Взгляд из сегодня во вчера и завтра
Два события – проводы в последний путь «последнего Габсбурга» и дебаты о допустимости генетических исследований эмбрионов из пробирки – побудили австрийцев и их евросовременников взглянуть политисторично на себя сегодняшних.
Европы наследный Принц
На «Вилле Австрия» в баварском Предальпье – Пёккинге на Штарнбергер Зее, в 11-е лето XXI столетья в возрасте 98 лет «мирно усоп» Отто фон Габсбург – воплощенный отзвук совсем иных эпох. Эпохи, представителем которых был двоюродный правнук Франца-Иосифа и старший сын последнего кайзера Австро-Венгрии, давно стали историей. Он, отпрыск Дома Габсбургов-Лотарингских, которому поклонялись когорты монархистов и фанатов дворянства, был человеком Мира, подобно ископаемому пережившим всё то, что он собой олицетворял, – за исключением объединенной Европы. Это был блестящий «раскольник» наследия мощнейшей, в течение столетий, династии евроконтинента.
= = =
◆ ЗАДАНИЯ ДЛЯ ВЫПОЛНЕНИЯ:
1. Перепишите фрагмент текста об Отто фон Габсбурге от слов «Взгляд из сегодня» до слов «на себя сегодняшних.» включительно.
2. Напишите продолжение текста об Отто фон Габсбурге, начиная сразу после его последнего предложения.
Данные представляют собой отдельный материал и к тексту об Отто фон Габсбурге не относятся.
= = =
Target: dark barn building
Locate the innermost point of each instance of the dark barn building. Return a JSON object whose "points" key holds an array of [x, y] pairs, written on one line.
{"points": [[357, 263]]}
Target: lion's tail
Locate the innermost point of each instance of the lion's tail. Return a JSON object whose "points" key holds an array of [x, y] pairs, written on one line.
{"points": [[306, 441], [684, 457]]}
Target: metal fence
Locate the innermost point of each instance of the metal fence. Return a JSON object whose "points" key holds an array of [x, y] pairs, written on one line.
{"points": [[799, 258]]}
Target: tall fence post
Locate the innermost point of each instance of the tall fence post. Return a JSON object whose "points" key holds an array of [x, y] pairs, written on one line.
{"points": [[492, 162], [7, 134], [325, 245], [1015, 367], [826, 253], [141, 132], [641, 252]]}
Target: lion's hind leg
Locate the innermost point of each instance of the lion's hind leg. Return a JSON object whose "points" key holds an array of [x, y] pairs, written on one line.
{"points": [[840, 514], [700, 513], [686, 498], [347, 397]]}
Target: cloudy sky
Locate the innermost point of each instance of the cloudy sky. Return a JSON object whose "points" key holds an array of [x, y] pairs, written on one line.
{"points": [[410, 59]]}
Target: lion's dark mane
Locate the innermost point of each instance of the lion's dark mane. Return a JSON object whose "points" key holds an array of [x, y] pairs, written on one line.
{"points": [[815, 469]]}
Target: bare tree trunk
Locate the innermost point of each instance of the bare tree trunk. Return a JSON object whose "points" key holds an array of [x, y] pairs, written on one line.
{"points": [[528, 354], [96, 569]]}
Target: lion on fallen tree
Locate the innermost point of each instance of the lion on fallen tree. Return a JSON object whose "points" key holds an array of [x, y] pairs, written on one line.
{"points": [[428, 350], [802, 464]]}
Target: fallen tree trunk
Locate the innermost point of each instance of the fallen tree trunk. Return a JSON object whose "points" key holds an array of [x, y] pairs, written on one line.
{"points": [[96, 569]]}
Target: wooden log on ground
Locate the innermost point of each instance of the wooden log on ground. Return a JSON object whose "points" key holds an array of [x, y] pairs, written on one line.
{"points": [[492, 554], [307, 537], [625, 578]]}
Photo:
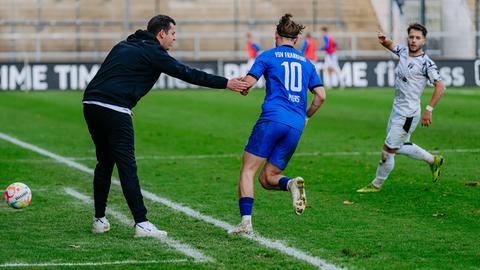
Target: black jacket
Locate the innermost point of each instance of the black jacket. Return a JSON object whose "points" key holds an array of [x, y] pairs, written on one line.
{"points": [[133, 66]]}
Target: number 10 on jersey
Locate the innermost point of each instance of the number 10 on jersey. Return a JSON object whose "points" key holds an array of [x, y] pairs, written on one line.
{"points": [[293, 76]]}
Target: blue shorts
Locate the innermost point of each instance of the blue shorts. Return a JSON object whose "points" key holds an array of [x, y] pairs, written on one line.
{"points": [[274, 141]]}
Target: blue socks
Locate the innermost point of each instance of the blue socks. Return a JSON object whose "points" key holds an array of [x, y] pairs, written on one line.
{"points": [[245, 204], [283, 183]]}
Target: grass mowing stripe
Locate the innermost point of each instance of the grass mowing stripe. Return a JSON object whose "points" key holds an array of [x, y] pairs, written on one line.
{"points": [[340, 153], [51, 264], [183, 248], [301, 255], [305, 154]]}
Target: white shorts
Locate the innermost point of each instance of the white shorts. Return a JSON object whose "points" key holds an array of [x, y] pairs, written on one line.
{"points": [[400, 128], [331, 60]]}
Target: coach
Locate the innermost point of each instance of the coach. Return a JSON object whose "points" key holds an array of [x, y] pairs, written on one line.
{"points": [[128, 73]]}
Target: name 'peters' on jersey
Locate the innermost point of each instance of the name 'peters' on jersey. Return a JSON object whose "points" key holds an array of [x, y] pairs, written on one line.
{"points": [[290, 55], [288, 75]]}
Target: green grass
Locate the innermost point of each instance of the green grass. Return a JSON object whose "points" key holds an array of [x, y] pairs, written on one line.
{"points": [[394, 229]]}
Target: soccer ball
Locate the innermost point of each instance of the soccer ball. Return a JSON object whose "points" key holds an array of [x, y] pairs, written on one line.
{"points": [[18, 195]]}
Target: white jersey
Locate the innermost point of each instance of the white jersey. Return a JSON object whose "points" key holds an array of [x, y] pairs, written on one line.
{"points": [[411, 75]]}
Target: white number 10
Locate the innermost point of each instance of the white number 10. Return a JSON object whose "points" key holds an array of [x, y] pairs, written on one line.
{"points": [[293, 76]]}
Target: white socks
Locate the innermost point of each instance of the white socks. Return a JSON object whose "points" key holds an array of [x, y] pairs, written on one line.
{"points": [[384, 168], [414, 151]]}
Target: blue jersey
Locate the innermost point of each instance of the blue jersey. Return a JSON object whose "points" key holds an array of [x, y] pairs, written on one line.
{"points": [[288, 75]]}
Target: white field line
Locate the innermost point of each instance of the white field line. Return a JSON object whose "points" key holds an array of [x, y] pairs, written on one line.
{"points": [[193, 157], [274, 244], [183, 248], [49, 264]]}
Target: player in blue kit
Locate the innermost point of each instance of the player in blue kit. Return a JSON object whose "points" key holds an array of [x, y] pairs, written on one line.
{"points": [[288, 75]]}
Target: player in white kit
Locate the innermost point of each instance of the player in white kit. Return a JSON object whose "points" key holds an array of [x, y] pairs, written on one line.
{"points": [[413, 71]]}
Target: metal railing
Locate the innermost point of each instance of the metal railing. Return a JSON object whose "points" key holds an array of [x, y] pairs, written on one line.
{"points": [[349, 47]]}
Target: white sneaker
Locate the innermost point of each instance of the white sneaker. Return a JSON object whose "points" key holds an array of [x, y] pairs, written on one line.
{"points": [[299, 198], [242, 228], [147, 229], [100, 225]]}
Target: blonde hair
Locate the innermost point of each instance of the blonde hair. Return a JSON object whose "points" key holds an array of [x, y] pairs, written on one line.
{"points": [[287, 28]]}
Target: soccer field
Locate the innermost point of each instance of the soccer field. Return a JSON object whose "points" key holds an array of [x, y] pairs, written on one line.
{"points": [[188, 147]]}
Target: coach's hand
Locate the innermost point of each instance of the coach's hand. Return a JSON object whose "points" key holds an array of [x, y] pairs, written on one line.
{"points": [[381, 37], [426, 118], [237, 85]]}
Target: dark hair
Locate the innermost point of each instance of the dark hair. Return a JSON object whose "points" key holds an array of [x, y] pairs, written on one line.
{"points": [[288, 28], [419, 27], [159, 22]]}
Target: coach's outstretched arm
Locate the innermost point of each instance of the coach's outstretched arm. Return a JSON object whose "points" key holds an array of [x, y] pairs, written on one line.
{"points": [[386, 42], [437, 94], [318, 99], [170, 66]]}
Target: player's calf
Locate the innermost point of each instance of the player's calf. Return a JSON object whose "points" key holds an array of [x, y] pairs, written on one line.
{"points": [[296, 187]]}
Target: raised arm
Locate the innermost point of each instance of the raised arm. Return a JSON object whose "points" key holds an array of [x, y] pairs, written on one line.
{"points": [[437, 94], [385, 42]]}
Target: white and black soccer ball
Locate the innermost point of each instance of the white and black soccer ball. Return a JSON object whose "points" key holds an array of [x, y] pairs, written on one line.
{"points": [[18, 195]]}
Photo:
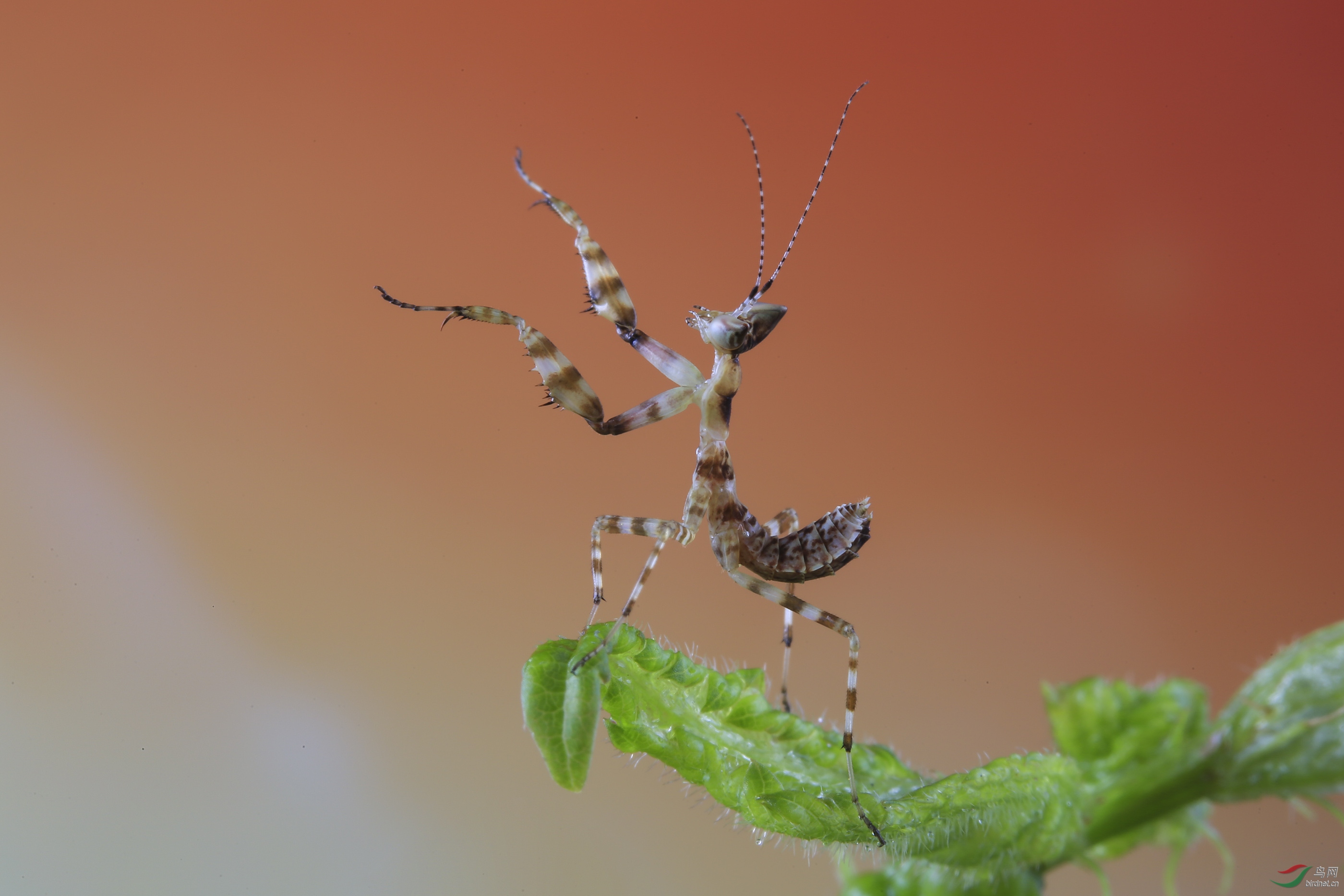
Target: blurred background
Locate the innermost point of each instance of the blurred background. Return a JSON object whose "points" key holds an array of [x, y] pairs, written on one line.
{"points": [[273, 552]]}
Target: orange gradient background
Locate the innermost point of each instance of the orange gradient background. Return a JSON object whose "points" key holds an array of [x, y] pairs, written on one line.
{"points": [[273, 552]]}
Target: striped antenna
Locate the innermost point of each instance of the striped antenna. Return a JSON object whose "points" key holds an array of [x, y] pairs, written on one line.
{"points": [[815, 189], [761, 191]]}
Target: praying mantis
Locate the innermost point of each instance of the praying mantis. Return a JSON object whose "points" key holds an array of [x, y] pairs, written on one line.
{"points": [[753, 554]]}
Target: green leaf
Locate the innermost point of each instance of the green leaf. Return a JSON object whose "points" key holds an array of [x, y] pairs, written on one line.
{"points": [[1284, 731], [561, 710], [1019, 811], [1141, 753]]}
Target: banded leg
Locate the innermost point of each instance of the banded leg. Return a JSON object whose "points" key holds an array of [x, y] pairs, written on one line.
{"points": [[851, 698], [784, 523], [625, 611], [788, 646], [607, 292], [662, 530], [565, 386]]}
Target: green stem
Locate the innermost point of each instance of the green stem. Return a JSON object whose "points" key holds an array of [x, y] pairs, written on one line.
{"points": [[1141, 806]]}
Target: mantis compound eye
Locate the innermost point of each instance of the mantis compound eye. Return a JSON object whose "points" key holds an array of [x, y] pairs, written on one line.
{"points": [[763, 317], [728, 334]]}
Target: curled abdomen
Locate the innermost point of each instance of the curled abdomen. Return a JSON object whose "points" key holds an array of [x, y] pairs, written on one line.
{"points": [[814, 551]]}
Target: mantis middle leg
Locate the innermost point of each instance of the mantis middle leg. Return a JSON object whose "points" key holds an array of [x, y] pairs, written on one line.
{"points": [[784, 523], [662, 531], [851, 698]]}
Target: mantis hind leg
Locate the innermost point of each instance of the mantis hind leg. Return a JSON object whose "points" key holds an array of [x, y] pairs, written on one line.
{"points": [[851, 698]]}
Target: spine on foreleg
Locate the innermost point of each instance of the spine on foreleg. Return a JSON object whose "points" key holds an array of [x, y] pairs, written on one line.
{"points": [[814, 551]]}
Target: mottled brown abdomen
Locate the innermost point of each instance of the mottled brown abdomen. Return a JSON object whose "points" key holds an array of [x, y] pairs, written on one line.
{"points": [[814, 551]]}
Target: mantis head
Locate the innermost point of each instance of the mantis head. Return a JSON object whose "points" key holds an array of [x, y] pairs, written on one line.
{"points": [[740, 331]]}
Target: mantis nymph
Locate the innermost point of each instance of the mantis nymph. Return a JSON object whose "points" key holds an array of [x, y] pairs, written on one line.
{"points": [[753, 554]]}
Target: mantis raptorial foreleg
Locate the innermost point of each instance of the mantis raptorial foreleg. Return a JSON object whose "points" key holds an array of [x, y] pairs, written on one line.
{"points": [[791, 602], [608, 296], [565, 386]]}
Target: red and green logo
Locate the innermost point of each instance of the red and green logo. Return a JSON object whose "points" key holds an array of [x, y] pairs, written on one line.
{"points": [[1301, 872]]}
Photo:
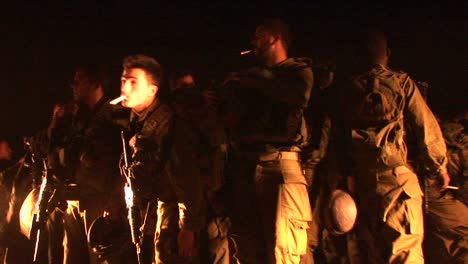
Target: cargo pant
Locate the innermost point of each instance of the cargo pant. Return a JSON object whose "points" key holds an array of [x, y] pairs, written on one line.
{"points": [[272, 226], [390, 218], [446, 229]]}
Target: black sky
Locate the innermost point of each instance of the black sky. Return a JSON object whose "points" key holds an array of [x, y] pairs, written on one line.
{"points": [[41, 43]]}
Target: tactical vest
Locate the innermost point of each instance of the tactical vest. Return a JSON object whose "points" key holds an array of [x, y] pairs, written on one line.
{"points": [[377, 121]]}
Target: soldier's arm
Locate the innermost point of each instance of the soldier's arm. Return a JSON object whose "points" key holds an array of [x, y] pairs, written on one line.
{"points": [[292, 87], [427, 130]]}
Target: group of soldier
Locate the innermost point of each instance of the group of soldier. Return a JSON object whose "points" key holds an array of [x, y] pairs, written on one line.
{"points": [[243, 172]]}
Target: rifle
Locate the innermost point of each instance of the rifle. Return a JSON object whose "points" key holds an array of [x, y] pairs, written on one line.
{"points": [[38, 225], [134, 217]]}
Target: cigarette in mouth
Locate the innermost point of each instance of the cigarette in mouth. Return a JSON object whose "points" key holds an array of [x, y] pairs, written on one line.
{"points": [[118, 100], [245, 52]]}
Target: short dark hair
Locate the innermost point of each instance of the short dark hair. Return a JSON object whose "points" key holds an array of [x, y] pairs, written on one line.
{"points": [[148, 64], [278, 27]]}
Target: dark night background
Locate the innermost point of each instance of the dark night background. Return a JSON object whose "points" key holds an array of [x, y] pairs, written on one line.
{"points": [[40, 44]]}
= = =
◆ ОЖИДАЕМЫЕ ОТВЕТЫ:
1.
Взгляд из сегодня во вчера и завтра
Два события – проводы в последний путь «последнего Габсбурга» и дебаты о допустимости генетических исследований эмбрионов из пробирки – побудили австрийцев и их евросовременников взглянуть политисторично на себя сегодняшних.

2.
По окончании проигранной Первой мировой, после заката империи и жизни с отцом в изгнании, Отто был «приговорен» стать полиглотом: австрийские законы запрещали членам августейшей фамилии пребывать в стране и прибывать в страну, пока они официально не откажутся от каких бы то ни было притязаний на власть – на трон, недвижимость-владения. Отто Габсбург как трононаследник оказался готов к такому отказу только в 1961 году, что и позволило ему наконец вернуться в утраченную «империю». До той поры он являлся обладателем паспорта, выданного австрийским консульством в Мюнхене, с проштемпелеванной отметкой: действителен для всех государств земли – кроме Австрийской Республики.
Учившийся политико-социальным наукам в Бельгии, Отто бесконечно разъезжал по свету – в евространы, в США… Он считал итогом своего личного влияния на Вашингтон, что во время Второй мировой войны Австрия минимально, по сравнению с Германией, пострадала от бомбардировок союзников.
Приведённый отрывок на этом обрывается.